ARTIGO:
Zillah Branco: O subdesenvolvimento na Europa
O terceiro homem mais rico de Portugal, Belmiro de Azevedo, declarou que "as manifestações populares (que se multiplicam em Portugal) são carnavais com alegria que protestam contra o desemprego e o corte salarial, não são inocentes e recebem o apoio de transporte dado pelos seus promotores. As empresas precisam de mão de obra barata tanto para a agricultura como para outros setores da economia e o país deve honrar os seus compromissos pagando as dívidas".
Por Zillah Branco*
Publicado 08/04/2013 09:13
Outros ricos resolveram formar um grupo de "indignados" por sofrerem cortes nas suas polpudas aposentadorias de dezenas de milhares de euros mensais (quando a maioria dos aposentados recebem menos de 300 euros), como um clube, longe das manifestações de rua.
Repetem o comportamento da nobreza que, na França do século 18, estreou a guilhotina com o raciocínio de Maria Antonieta ao recomendar que "o povo que reclama a falta de pão, que coma bolos". Apenas comprovam que a elite desconhece sempre a realidade que está à sua volta e vive alienada da sua função de cidadania e de ser humano. São inúteis para a humanidade assim como para o desenvolvimento nacional, e consomem sem proveito social o que falta para a sobrevivência da maioria dos que trabalham.
A ação imperialista praticada sempre no Terceiro Mundo, mantendo as nações subdesenvolvidas (abandonadas às suas condições econômicas nativas e dependentes) ou promovidas à categoria de "em desenvolvimento" (com a implantação das instituições financeiras, jurídicas e militares filiadas ao modelo do centro mundial do sistema), na fase da globalização estendeu-se ao continente europeu onde a União Europeia aparece como o segundo polo depois dos Estados Unidos. Os países mais pobres (Grécia, Portugal, Espanha, Irlanda e Itália) são os subdesenvolvidos e, portanto, foram condenados à "austeridade" para não saírem desta condição de dependência que já vinha do tempo em que, mesmo tendo colônias, pagavam tributos de comercialização e créditos financeiros ao "núcleo duro" do sistema que se definiu como capitalista, a Inglaterra, França e Alemanha.
A crise iniciada em 2008 funcionou como o desvendar desta realidade de subdesenvolvimento econômico e social na Europa, de países pobres dependentes de outros ricos, onde a história das lutas populares havia promovido um desenvolvimento uniforme das estruturas institucionais em todos os Estados que asseguravam os direitos sociais e uma legislação laboral conquistada pelos trabalhadores. Por outras palavras, a UE estabeleceu a "unidade" das nações europeias criando um Banco Central que polarizou a crise financeira, deixou claro o subdesenvolvimento daquelas nações pobres sempre despojadas da sua independência pela dominação do capital estrangeiro nas empresas produtivas nacionais e na formação profissional para atender as tendências de mercado (e da opinião pública através do controle da mídia).

OBJETIVO:
Reproduza fielmente o trecho do artigo de "A ação imperialista" a "França e Alemanha.". Os itens não são necessários.

ITENS EXTRAÍDOS:

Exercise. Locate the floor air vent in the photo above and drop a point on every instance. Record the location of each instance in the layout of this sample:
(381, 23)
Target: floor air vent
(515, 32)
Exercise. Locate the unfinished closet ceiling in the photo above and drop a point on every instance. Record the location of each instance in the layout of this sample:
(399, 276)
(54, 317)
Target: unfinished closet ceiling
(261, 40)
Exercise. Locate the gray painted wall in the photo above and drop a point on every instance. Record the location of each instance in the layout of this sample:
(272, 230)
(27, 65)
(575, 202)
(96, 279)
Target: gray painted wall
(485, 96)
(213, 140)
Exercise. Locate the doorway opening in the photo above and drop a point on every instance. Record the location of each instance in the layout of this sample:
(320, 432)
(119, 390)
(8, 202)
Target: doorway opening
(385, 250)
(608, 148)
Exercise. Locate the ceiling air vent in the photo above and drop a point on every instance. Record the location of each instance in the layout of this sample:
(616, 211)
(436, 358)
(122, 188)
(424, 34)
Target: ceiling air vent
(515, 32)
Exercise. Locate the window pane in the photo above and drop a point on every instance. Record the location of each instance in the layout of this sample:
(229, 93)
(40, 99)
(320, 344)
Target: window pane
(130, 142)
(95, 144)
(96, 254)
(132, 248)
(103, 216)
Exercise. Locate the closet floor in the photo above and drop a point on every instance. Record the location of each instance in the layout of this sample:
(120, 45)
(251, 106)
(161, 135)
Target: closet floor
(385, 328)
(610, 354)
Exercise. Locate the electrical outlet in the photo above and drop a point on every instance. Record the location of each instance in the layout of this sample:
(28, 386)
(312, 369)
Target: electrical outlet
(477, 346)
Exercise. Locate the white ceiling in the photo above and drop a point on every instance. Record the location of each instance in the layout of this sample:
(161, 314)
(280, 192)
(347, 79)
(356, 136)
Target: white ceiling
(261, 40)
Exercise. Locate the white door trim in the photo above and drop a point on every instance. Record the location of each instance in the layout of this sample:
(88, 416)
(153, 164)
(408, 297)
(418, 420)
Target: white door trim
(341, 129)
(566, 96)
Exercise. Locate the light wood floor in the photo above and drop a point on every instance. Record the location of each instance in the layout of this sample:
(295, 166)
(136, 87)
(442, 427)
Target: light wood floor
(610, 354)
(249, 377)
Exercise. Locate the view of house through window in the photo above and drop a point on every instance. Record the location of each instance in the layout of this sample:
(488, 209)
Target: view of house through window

RESULTADO DO EXERCÍCIO:
A ação imperialista praticada sempre no Terceiro Mundo, mantendo as nações subdesenvolvidas (abandonadas às suas condições econômicas nativas e dependentes) ou promovidas à categoria de "em desenvolvimento" (com a implantação das instituições financeiras, jurídicas e militares filiadas ao modelo do centro mundial do sistema), na fase da globalização estendeu-se ao continente europeu onde a União Europeia aparece como o segundo polo depois dos Estados Unidos. Os países mais pobres (Grécia, Portugal, Espanha, Irlanda e Itália) são os subdesenvolvidos e, portanto, foram condenados à "austeridade" para não saírem desta condição de dependência que já vinha do tempo em que, mesmo tendo colônias, pagavam tributos de comercialização e créditos financeiros ao "núcleo duro" do sistema que se definiu como capitalista, a Inglaterra, França e Alemanha.